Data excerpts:
== Segment start ==
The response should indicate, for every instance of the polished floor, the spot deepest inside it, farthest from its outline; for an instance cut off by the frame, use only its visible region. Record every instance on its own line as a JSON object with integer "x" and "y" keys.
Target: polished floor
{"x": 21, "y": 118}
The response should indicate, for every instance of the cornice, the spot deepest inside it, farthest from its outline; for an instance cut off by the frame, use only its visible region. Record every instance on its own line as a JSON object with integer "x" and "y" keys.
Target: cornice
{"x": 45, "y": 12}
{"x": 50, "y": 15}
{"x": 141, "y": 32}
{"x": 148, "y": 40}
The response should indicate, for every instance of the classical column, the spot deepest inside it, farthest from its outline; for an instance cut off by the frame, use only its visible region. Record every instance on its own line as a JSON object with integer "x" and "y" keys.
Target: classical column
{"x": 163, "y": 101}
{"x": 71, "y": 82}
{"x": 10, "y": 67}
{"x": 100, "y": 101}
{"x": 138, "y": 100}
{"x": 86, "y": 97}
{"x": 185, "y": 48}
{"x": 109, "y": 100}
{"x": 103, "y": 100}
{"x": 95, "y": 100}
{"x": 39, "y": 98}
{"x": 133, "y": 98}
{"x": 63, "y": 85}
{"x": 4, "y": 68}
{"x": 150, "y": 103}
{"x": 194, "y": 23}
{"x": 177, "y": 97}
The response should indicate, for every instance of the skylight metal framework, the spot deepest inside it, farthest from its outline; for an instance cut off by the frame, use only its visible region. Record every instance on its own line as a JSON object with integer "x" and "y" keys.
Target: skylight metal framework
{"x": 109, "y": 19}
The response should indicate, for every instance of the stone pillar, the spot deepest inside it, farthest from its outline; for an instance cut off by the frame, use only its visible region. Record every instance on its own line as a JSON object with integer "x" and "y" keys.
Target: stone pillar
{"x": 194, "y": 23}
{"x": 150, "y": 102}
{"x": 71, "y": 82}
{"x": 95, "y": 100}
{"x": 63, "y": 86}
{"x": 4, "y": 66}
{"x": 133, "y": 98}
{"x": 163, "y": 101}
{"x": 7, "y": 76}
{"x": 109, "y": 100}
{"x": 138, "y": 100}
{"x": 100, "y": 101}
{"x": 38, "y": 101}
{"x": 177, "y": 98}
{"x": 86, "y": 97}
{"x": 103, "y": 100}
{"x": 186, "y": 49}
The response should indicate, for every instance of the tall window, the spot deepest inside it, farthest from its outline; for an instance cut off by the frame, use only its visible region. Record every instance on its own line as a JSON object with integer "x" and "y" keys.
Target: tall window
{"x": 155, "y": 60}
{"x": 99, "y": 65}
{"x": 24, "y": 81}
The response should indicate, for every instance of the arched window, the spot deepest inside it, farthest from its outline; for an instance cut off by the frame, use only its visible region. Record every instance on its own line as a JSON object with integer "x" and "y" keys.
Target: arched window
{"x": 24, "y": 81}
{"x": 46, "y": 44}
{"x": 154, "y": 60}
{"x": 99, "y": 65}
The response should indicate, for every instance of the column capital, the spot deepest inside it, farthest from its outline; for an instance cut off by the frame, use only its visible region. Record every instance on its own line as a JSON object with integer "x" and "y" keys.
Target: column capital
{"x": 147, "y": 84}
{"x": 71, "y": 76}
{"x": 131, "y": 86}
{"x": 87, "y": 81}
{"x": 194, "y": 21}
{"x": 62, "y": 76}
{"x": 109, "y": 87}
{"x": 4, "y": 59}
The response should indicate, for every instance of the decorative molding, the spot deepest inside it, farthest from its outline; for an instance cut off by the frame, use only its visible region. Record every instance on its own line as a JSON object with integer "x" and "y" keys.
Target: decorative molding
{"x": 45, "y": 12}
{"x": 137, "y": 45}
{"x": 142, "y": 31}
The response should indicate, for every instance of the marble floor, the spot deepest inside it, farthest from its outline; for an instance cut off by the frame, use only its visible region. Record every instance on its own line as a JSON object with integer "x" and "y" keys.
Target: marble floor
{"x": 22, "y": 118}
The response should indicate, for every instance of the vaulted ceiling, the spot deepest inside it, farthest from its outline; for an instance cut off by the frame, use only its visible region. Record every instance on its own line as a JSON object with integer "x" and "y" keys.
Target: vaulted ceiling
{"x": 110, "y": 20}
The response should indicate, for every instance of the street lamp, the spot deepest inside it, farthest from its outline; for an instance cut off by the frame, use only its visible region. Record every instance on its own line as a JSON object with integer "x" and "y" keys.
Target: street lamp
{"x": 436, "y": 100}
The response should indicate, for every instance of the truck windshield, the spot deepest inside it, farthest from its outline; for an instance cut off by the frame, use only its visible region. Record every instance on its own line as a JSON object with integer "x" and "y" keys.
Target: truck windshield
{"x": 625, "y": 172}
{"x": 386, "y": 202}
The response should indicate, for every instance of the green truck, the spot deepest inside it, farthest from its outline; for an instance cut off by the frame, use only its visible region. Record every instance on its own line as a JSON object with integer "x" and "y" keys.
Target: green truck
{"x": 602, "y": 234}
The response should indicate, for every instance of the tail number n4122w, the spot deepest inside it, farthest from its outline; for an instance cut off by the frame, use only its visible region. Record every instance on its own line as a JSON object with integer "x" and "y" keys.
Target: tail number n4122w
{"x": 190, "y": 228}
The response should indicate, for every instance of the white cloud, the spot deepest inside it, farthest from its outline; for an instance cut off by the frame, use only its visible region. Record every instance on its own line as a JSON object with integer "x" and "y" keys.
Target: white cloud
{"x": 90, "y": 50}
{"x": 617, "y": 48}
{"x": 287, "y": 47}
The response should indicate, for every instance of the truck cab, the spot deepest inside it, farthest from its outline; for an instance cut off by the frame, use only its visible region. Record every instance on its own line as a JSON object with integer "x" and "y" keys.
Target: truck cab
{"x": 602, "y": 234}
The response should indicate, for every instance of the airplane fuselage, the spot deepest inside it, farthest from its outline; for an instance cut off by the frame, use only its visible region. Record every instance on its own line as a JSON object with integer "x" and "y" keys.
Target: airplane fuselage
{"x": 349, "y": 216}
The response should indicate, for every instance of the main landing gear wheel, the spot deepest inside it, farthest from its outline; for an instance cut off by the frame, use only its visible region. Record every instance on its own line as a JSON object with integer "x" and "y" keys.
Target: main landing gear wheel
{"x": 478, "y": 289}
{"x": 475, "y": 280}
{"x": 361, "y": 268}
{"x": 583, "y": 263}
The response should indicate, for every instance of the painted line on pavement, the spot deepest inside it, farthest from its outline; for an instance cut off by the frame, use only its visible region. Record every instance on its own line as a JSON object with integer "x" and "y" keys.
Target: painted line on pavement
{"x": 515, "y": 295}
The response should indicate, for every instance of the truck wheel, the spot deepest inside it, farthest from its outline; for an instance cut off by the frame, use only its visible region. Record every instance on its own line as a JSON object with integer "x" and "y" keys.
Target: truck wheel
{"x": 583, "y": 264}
== Segment end ==
- **DIRECTIONS**
Return a word-for-word copy of the lines above from the one holding "The response should indicate, for every instance of the tail" through the one holding "The response should indicate, for every instance of the painted", with both of them included and nothing besides.

- **PROBLEM SOLUTION**
The response should indicate, for every instance of the tail number n4122w, the spot deepest inside it, farthest from its outline; for an instance cut off by the frame, use only its visible region. Record every instance on its own line as a JSON object with integer "x" and "y" keys.
Target: tail number n4122w
{"x": 190, "y": 228}
The response should indicate, for every instance of the white cloud, the spot deepest inside it, farthest from its outline; for an instance cut off by the frame, use only its visible region. Record every instance on its own line as a JSON object with integer "x" and "y" keys.
Target: white cloud
{"x": 90, "y": 50}
{"x": 617, "y": 48}
{"x": 287, "y": 47}
The response should indicate, for every instance of the truck cab, the spot deepest inside it, farthest from its outline; for an instance cut off by the frame, use only its visible region. Record every instance on its own line as a JSON object with integer "x" and "y" keys.
Target: truck cab
{"x": 602, "y": 234}
The response should indicate, for every instance of the airplane fuselage, the spot deepest inside it, farthest from its outline; for an instance cut off by the frame, use only its visible region. Record every instance on its own line as a JSON object with integer "x" and "y" keys.
Target: airplane fuselage
{"x": 349, "y": 216}
The response should indicate, for every instance of the main landing gear wheel, the spot deepest inside it, farthest from its outline; for an instance cut off by the frame, use only its visible region. Record every instance on its own line as a JSON object with integer "x" and "y" keys.
Target: main landing gear wheel
{"x": 478, "y": 289}
{"x": 475, "y": 280}
{"x": 361, "y": 268}
{"x": 583, "y": 263}
The response should indicate, for every instance of the painted line on pavement, the spot deepest inside it, farthest from its outline; for an instance cut off by the frame, use only its visible region. Record every instance on its own line as a JSON object with integer "x" and "y" keys.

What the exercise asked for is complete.